• DATA PROVIDED:
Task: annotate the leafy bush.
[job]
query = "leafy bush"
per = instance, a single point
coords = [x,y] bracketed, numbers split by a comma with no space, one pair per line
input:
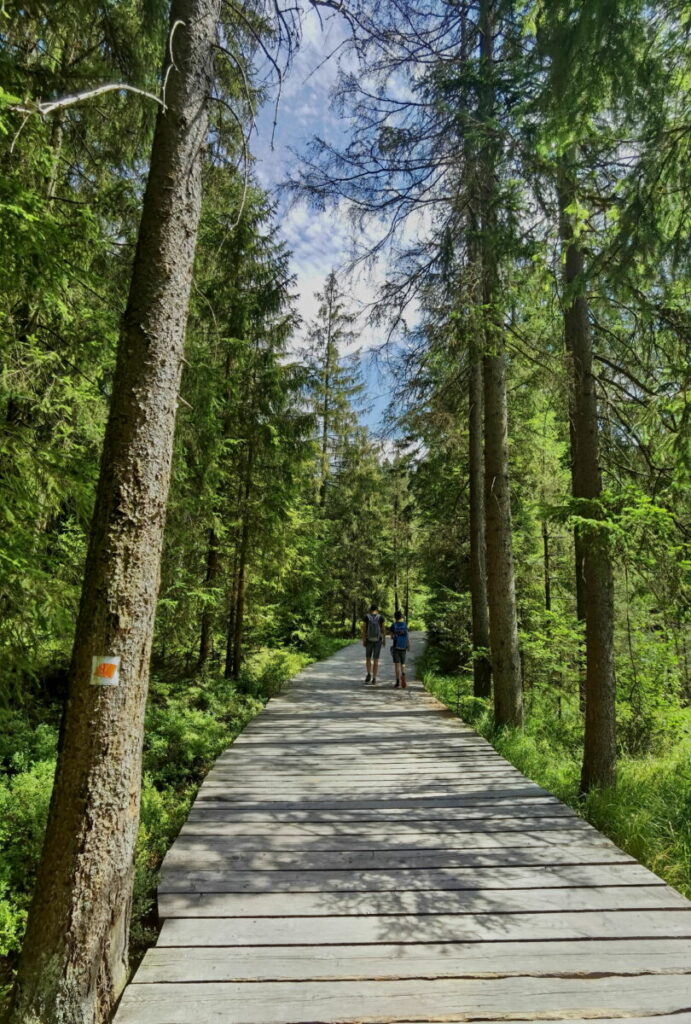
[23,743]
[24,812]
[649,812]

• WHAT IS EXPECTED: Convert the entries above into a two-column CSV with the headers entry_text and answer. Give one row per entry, with each entry's text and its answer in separate quoted fields, line breaks changed to spaces, and the pictures left out.

• EXERCISE ANSWER:
entry_text,answer
"Task: annotate the leafy bush. [job] query = ""leafy bush"" per = instance, a single point coords = [x,y] bracketed, numbers split by a comma with no space, one pair per line input:","[23,743] [24,812] [649,812]"